» Texto proporcionado
────────────────
Durante su primer Misa le trajeron el cuerpo de un hombre al que
habían asesinado de un disparo. Entendió enseguida que lo primero que debía
hacer para pacificar el barrio era unificarlo. Tenía que encontrar algo con lo
que todos se identificaran. Se cumplía el décimo aniversario de la erección de
Caacupé en parroquia y, para celebrarlo, decidió traer una réplica de la Virgen
desde Paraguay, ya que el ochenta por ciento de la población era paraguaya, y
organizar un gran festejo. El hecho fue un hito que marcó un antes y un
después en el barrio: una comitiva en ómnibus trajo la réplica desde el
Paraguay hasta la Catedral, donde el Cardenal Bergoglio dio misa. La
convocatoria, que se hizo por los megáfonos de una radio paraguaya del barrio y
también fuera de él, rebosó las expectativas. La Catedral se llenó de villeros, como un nuevo 17 de octubre.
────────────────
» Datos
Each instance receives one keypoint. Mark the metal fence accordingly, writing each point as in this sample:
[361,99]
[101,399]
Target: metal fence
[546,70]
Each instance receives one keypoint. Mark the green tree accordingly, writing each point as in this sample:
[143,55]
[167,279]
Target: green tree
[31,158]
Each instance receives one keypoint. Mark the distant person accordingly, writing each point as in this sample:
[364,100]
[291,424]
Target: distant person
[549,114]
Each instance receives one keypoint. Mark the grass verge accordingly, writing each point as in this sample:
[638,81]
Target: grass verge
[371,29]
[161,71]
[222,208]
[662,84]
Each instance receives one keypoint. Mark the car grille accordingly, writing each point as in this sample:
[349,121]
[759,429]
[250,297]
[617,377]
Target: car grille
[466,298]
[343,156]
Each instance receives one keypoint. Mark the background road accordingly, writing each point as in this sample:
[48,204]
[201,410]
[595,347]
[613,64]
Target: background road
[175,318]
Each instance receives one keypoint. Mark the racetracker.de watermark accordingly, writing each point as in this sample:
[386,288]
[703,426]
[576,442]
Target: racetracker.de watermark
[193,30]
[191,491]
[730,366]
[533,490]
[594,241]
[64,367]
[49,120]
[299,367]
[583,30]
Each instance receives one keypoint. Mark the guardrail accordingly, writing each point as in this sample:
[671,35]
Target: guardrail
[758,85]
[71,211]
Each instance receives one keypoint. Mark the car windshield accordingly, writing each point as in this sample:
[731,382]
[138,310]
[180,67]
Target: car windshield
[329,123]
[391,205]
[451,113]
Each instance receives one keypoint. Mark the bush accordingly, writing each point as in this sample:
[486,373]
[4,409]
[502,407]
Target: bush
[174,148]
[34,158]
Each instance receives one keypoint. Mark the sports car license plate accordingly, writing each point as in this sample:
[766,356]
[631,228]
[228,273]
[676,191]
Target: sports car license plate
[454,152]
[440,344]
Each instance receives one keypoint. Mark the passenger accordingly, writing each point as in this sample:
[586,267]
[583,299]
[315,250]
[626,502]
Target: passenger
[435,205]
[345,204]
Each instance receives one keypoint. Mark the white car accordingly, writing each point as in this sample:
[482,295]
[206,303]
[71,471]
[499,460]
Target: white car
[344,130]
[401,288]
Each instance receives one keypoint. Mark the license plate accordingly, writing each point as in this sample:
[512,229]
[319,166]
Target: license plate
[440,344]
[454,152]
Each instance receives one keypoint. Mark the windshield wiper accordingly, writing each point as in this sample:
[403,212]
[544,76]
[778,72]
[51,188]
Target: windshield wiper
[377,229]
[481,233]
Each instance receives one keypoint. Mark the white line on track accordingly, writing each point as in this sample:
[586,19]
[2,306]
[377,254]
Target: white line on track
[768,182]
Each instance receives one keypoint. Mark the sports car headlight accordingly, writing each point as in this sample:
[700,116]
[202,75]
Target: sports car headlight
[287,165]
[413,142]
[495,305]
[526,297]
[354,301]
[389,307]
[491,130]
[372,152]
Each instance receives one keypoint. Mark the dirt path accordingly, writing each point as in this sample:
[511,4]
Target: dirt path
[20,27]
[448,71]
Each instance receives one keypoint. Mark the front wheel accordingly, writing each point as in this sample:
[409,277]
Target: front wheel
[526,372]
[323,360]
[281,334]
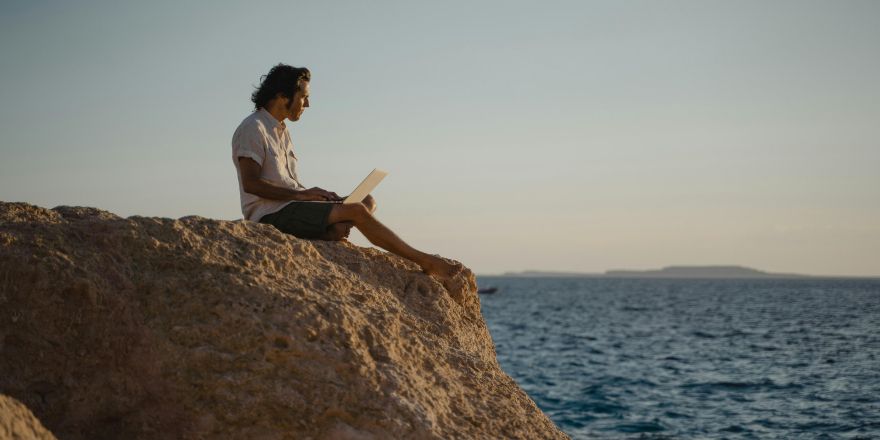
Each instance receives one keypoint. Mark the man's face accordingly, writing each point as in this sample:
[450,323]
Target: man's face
[298,104]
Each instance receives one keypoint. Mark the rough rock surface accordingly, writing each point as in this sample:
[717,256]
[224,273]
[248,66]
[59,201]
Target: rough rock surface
[145,328]
[18,423]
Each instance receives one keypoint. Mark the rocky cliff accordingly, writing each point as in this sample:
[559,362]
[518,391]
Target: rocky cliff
[153,328]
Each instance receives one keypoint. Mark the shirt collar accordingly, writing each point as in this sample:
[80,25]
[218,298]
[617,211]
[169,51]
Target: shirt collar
[270,120]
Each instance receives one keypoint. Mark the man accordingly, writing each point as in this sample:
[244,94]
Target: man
[271,192]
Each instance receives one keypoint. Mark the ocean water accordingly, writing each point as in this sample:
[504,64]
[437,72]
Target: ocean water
[657,359]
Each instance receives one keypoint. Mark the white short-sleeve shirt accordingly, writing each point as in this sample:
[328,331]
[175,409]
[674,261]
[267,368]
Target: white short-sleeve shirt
[266,140]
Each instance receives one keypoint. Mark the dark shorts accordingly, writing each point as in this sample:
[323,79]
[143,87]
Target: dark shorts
[301,219]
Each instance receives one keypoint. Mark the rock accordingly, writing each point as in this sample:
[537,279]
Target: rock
[18,423]
[153,328]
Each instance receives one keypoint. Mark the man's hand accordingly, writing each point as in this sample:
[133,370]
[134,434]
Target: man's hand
[319,194]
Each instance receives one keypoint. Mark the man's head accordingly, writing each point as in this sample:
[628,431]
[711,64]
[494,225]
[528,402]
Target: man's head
[284,88]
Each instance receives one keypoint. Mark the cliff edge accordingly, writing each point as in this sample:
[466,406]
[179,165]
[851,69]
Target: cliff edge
[149,328]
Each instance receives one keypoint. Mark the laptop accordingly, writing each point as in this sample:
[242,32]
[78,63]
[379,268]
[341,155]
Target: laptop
[367,186]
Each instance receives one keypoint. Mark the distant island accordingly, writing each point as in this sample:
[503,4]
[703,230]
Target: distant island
[696,272]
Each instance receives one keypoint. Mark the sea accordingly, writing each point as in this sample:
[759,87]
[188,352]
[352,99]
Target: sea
[692,359]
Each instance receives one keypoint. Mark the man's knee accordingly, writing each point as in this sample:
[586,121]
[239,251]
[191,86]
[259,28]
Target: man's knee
[355,213]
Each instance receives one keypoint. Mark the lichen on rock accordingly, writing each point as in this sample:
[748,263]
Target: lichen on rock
[148,328]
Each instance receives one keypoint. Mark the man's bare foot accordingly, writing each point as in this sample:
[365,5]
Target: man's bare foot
[440,269]
[338,231]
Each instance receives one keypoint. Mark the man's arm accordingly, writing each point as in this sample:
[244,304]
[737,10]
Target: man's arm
[253,184]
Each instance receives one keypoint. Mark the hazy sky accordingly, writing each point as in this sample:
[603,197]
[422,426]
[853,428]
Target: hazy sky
[576,136]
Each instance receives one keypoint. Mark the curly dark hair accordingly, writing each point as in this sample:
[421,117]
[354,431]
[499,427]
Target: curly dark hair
[283,79]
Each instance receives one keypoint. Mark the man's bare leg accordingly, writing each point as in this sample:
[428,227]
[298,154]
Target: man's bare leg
[381,236]
[337,231]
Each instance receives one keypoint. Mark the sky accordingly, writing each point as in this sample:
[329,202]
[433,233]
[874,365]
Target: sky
[559,135]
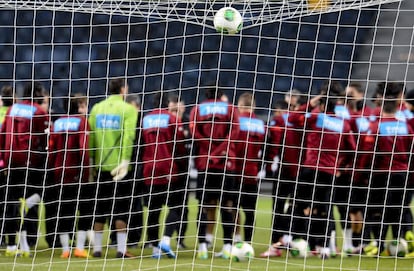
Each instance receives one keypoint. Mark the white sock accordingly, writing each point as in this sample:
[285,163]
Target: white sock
[155,250]
[347,239]
[332,241]
[202,247]
[12,248]
[166,240]
[227,247]
[24,246]
[97,244]
[121,241]
[209,238]
[91,237]
[80,240]
[64,241]
[287,239]
[32,200]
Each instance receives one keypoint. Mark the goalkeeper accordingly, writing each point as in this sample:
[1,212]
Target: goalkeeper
[113,128]
[163,155]
[214,126]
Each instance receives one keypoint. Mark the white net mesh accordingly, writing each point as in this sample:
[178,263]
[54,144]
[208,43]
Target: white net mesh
[171,48]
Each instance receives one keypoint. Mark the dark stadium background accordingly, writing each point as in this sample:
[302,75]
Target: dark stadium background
[70,57]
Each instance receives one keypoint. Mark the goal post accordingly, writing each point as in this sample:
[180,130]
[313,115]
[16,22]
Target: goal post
[171,57]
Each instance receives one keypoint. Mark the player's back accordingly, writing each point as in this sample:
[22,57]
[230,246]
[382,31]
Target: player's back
[328,139]
[68,146]
[214,125]
[249,146]
[23,132]
[162,139]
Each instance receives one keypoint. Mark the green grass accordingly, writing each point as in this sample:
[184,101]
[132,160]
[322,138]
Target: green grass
[48,259]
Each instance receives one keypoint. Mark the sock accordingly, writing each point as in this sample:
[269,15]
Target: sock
[166,240]
[97,244]
[64,241]
[121,241]
[237,238]
[12,248]
[332,242]
[155,250]
[32,200]
[24,246]
[347,239]
[80,240]
[227,248]
[91,237]
[286,239]
[209,238]
[202,247]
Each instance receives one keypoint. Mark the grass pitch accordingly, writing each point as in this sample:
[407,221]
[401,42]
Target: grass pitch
[45,258]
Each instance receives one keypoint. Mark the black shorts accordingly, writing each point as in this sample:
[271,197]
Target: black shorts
[23,182]
[113,198]
[248,196]
[216,185]
[172,195]
[359,198]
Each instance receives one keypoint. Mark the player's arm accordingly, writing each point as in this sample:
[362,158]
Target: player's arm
[365,155]
[275,135]
[84,149]
[92,126]
[129,133]
[228,144]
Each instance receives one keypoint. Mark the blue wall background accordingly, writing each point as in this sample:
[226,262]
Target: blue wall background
[74,52]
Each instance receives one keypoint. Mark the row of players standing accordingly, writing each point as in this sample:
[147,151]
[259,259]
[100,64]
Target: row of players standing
[351,155]
[217,128]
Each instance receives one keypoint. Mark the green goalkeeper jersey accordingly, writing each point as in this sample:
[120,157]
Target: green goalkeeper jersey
[113,129]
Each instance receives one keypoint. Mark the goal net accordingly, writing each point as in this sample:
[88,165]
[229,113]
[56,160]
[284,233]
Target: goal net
[293,136]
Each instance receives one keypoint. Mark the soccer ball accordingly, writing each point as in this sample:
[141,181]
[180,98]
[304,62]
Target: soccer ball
[228,21]
[241,252]
[398,247]
[299,248]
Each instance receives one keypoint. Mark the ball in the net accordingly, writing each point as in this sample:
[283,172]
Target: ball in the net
[228,20]
[241,252]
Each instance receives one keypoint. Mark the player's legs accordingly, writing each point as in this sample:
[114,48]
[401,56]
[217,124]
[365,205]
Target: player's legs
[104,209]
[85,221]
[321,212]
[229,196]
[341,198]
[302,201]
[248,203]
[122,210]
[282,221]
[208,195]
[67,213]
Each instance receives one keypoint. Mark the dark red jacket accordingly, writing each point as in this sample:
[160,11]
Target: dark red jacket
[387,147]
[68,150]
[285,140]
[330,143]
[214,126]
[249,147]
[163,149]
[23,139]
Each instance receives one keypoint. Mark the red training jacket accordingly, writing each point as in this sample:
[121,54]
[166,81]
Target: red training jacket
[23,139]
[249,147]
[68,150]
[214,125]
[163,149]
[330,143]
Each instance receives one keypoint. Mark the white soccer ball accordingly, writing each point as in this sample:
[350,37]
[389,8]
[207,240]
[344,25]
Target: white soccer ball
[299,248]
[398,247]
[241,252]
[228,20]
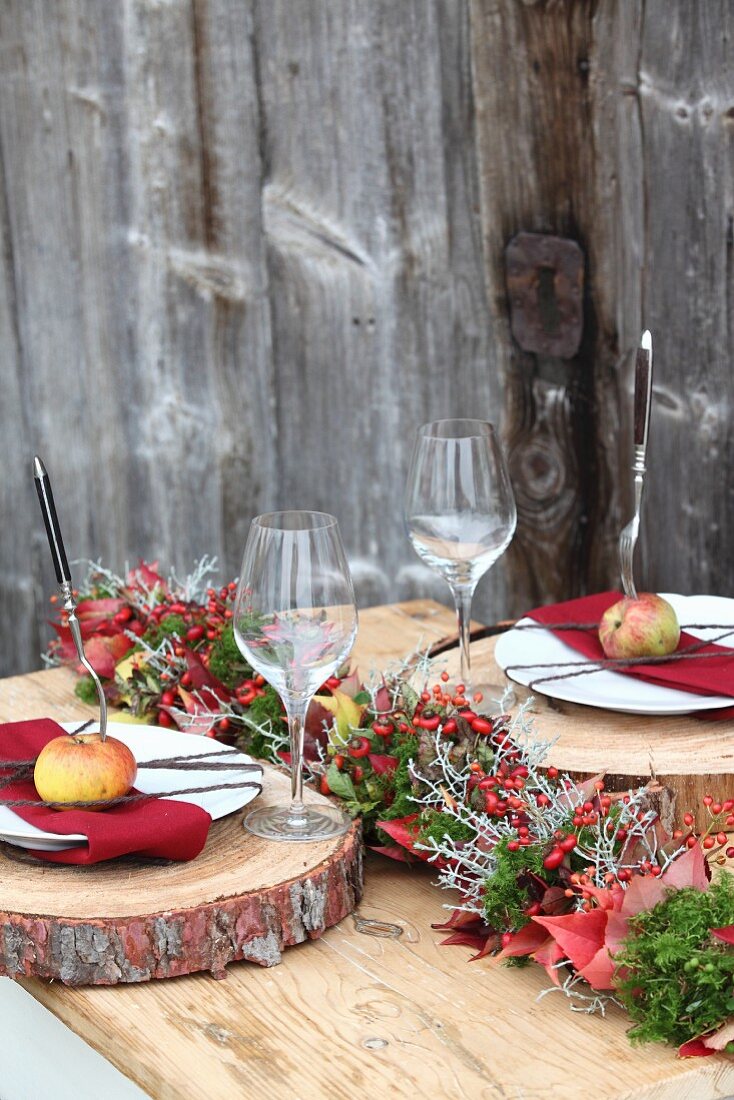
────────────────
» Consigna
Indica, según el texto proporcionado, quién dio misa en la Catedral cuando llegó la réplica de la Virgen desde el Paraguay.

» Solución escrita
El Cardenal Bergoglio dio misa en la Catedral.